---------- Data provided

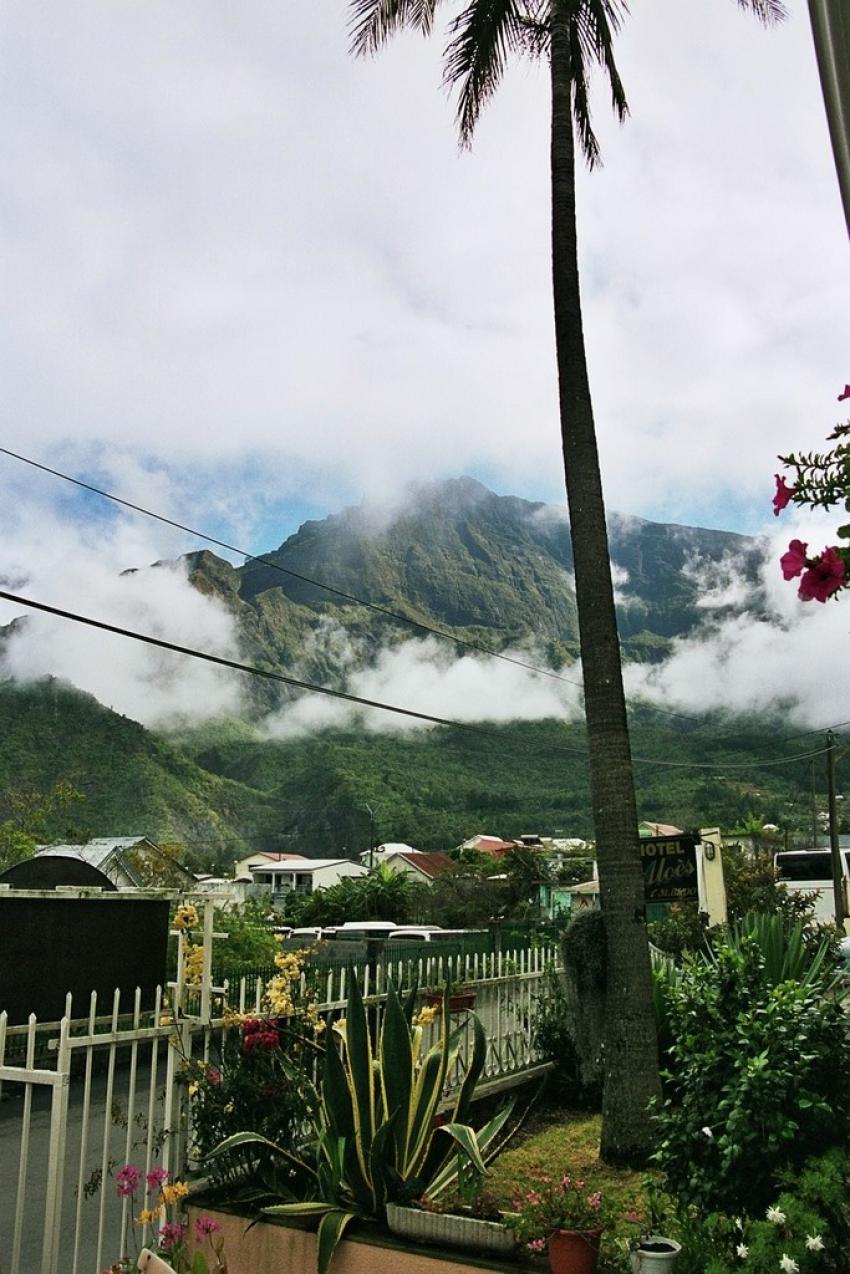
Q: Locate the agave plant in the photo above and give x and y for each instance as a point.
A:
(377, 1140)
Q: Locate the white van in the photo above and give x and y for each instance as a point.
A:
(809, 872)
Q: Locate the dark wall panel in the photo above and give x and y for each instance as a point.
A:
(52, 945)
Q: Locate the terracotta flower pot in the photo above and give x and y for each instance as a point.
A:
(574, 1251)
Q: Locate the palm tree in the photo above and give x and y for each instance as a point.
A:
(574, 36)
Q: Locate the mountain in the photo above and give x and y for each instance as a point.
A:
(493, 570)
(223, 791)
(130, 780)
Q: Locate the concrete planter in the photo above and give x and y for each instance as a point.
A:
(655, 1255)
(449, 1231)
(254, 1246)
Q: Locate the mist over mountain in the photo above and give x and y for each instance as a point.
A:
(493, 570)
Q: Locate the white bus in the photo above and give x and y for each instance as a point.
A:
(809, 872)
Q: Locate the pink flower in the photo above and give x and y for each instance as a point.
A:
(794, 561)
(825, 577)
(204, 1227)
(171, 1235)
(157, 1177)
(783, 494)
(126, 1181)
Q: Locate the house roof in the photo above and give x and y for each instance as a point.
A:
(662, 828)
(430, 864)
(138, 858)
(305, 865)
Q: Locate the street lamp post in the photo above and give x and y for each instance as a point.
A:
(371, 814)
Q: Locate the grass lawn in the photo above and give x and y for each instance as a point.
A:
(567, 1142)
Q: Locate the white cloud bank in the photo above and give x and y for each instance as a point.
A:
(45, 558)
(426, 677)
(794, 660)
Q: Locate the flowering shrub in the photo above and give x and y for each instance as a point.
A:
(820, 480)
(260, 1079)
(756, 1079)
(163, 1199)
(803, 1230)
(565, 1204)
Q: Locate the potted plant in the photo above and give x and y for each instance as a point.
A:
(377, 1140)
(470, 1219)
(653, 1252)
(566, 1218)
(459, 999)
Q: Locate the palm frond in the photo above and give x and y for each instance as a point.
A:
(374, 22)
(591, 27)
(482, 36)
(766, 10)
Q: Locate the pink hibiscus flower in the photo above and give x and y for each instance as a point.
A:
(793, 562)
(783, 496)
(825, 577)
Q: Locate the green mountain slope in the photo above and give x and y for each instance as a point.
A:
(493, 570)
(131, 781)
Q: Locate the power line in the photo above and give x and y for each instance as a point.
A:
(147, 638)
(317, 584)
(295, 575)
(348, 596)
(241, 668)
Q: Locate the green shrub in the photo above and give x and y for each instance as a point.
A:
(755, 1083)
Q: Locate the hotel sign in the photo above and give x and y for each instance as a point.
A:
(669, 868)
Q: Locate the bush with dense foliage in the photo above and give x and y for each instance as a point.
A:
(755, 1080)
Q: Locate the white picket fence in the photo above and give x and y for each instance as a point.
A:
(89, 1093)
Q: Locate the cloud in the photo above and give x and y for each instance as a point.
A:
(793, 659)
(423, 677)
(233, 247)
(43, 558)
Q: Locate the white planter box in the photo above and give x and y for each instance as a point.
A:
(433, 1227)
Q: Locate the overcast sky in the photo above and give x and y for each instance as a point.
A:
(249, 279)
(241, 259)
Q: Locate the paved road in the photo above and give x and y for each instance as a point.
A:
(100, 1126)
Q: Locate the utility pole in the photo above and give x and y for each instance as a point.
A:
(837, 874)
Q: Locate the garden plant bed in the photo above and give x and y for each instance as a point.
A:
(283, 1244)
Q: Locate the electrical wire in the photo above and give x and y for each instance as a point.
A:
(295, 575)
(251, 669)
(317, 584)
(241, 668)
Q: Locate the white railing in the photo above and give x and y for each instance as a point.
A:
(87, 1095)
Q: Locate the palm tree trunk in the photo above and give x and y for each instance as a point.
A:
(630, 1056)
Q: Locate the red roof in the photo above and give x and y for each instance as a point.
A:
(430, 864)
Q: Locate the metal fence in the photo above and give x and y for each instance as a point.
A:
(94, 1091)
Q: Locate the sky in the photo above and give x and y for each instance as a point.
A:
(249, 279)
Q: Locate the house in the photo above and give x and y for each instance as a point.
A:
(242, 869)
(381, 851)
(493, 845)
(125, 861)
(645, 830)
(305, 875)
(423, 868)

--------------------

## Exercise details
Search the data above for the word "cloud" and count the lines where it appears. Only the number should be given.

## Solution to this task
2